Monday, August 24, 2009

A double whammy

Today while I was vacumming the carpets, I was listening to Pastor Josh Greenwood, speaking to the church about prayer. Not only are we to pray for breakthrough, but we are to persist. Keep asking, keep seeking, keep knocking. Keep praying.

Like Jacob who wrestled all night with that angel - he must have been tired, but he wrestled and asking for a blessing. Then he got a blow to his thigh which would have hurt him - but he kept pushing past that and wrestling until he got his blessing.

We can't give up in praying. We have to persist. Don't just ask once and then walk away discouraged. God wants us to have commitment and persistance, and keep on praying.

When that message was over, I decided to listen to another one by another speaker from a completely different church in 2005!! And guess what that one was about?

Pressing in! Praying and keep on praying. See your vision. See your dreams. Look for the answers. Be committed to it.

It's time. I no longer will sit there and wait patiently for God to bring things about, I am going to step out, and pray for it, believe for it and watch for it.

God is preparing me for greater things, I don't want to let those things slip by and live my life with unfulfilled dreams. It's time to go away, lock myself away in my "prayer closet" and start praying more.

God really has been taking me on a journey over these last few weeks and I believe they are preparing me for the future. I can't be passive in this any longer. I am either committed to make this happen, or I'm not. I either will spend the time praying for it and not let my life slip by without ever fulfilling my dreams and living with purpose.

2 comments:

Lisa said...

I've been searching for some time to find someone's personal account or a revelation on an encounter with God. In the first few lines of this post I felt a stirring in my spirit. I knew that I had found what I was looking for.

My Bishop is presently doing a teaching series on 'Prayer' and this post has open my eyes in a tremendous way. Everything that I've been studying and experiencing has unraveled.

I often wondered why I could believe God for others but when it came to me; I had a 'I'm waiting on God' mentality.

**EXERCISE REQUIREMENTS**
Continue the blog page about persistent prayer from the point where it stops.

**RECORDS SHOWN**

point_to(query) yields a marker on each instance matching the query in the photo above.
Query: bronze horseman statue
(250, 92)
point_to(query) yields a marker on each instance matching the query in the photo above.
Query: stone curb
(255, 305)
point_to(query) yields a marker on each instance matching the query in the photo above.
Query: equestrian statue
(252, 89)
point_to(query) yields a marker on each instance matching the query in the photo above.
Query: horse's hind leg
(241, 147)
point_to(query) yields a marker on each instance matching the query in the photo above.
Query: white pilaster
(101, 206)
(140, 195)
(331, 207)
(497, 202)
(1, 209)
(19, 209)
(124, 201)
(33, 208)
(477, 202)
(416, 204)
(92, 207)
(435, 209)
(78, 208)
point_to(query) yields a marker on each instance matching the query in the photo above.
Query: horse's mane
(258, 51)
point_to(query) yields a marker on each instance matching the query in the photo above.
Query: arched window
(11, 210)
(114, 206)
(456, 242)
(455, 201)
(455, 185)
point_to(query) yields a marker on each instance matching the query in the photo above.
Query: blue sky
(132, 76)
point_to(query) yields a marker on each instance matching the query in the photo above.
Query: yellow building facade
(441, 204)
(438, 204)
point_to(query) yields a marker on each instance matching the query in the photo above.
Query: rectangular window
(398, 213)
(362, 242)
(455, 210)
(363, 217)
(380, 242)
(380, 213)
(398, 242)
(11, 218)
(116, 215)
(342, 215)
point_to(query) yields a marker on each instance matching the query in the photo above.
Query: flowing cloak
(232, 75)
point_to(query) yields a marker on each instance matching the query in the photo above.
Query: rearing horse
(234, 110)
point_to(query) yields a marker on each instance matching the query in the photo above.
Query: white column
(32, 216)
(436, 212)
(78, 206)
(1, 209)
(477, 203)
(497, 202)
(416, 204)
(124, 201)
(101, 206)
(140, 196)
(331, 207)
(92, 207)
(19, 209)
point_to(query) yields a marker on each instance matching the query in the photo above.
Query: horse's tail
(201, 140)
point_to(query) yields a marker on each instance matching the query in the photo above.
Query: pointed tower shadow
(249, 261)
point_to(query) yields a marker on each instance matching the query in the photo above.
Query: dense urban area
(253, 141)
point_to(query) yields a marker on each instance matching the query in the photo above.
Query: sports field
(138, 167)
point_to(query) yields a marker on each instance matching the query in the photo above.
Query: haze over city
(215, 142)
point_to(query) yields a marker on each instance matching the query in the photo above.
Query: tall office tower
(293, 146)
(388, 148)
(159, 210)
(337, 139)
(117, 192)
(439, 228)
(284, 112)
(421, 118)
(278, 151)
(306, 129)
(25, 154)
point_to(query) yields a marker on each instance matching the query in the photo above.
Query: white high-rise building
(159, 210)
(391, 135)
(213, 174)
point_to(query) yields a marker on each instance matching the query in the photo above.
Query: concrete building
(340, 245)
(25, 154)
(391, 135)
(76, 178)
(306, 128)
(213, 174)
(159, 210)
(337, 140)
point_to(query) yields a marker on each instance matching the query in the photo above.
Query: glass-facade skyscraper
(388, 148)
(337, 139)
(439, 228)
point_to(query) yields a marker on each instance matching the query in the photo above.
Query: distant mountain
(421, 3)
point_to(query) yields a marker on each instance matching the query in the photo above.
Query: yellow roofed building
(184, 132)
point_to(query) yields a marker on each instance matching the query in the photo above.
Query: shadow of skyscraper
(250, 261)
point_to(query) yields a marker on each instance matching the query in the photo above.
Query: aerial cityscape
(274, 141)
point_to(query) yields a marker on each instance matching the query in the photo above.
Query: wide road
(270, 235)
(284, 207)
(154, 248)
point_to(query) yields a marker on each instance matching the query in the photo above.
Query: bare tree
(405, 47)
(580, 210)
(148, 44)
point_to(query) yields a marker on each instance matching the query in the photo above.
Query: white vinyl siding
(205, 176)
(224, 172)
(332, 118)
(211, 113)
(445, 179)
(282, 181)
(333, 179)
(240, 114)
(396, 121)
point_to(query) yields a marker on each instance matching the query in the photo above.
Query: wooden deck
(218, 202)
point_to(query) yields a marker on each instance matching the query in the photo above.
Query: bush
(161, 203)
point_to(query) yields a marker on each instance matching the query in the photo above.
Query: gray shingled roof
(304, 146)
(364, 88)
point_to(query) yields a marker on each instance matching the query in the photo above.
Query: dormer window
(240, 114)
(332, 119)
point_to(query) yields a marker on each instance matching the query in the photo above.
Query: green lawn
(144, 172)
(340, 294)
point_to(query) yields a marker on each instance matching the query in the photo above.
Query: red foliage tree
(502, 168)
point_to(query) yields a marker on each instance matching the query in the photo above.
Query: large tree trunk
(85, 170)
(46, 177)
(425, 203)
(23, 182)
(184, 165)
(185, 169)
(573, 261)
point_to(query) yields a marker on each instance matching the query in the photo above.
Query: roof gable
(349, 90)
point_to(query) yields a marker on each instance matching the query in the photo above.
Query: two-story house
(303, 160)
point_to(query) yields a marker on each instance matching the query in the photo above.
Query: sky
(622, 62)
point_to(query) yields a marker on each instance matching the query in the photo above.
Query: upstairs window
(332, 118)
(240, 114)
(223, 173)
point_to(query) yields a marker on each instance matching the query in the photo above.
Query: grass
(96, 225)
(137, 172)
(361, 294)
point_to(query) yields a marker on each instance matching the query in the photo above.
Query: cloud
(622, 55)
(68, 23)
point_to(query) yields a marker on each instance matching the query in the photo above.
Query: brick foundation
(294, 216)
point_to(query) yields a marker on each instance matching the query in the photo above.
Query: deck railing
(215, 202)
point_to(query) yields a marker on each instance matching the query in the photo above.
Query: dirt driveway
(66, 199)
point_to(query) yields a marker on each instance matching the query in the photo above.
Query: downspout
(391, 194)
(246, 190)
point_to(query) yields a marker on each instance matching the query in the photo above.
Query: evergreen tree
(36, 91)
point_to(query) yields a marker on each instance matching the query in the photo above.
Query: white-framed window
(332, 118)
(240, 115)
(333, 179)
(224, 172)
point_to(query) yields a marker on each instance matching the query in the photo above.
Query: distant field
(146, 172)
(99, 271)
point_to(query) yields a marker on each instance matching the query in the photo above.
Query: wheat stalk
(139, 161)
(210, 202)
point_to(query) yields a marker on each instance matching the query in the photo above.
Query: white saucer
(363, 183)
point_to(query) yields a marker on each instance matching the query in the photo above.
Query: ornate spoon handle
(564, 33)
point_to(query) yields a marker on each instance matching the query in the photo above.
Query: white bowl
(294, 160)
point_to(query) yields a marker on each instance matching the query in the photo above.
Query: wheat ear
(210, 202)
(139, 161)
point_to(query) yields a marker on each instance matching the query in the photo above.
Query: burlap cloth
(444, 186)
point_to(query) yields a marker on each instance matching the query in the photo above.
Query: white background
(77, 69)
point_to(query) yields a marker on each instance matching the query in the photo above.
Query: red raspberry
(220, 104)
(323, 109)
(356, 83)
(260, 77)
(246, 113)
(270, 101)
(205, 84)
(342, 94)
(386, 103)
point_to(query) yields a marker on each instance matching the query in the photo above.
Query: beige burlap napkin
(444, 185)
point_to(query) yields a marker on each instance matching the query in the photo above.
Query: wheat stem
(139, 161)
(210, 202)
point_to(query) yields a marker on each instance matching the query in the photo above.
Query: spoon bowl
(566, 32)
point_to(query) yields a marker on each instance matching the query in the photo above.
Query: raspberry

**ANSWER FOR THE TASK**
This post has created a sonic bomb in my spirit. My future has ran a cirle around my pass so quickly, it was a good thing that I was sitting. Everything from my pass is now tied to my future, in such a way that I see it all clearly now.

You know I've always wondered why I never got the type of breakthroughs that I was expecting from God.....Even though I was faithful and faithful in serving in the ministry. People view me as a person of tanasity, yet I would always draw back to my 'waiting on God' mindset went things didn't work the way I felt it in my spirit. I would tell myself, maybe God is saying not yet.

....Oh but no more, I've put my gloves back on and I'm climbing back into the ring. I'm expecting it to happen in the first round; but if it doesn't I'm not giving up! I'm going to wrestle, ask, seek and knock until I recieve.

My life is bursting at the seams with ideas, dreams and visions for me to establish so many companies, it's unbelievable. As always, I can sense that God is pushing me and I'm not whimping out this time.

I truly bless God for this post; who would have thought that a post like this, could serve as an arrow that hit bulls-eye, and repositioned a life and set in motion the direction toward purpose and the fulfilment of destiny.

I am a firm believer that in touching and shifting one life, you have reached millions!

Skipper said...

Dear Lisa,
Thankyou so much for your comment. I'm so glad that someone has been blessed and has been able to take something away from what God has been saying.
I pray God ignites in you a fire of passion, commitment and determination.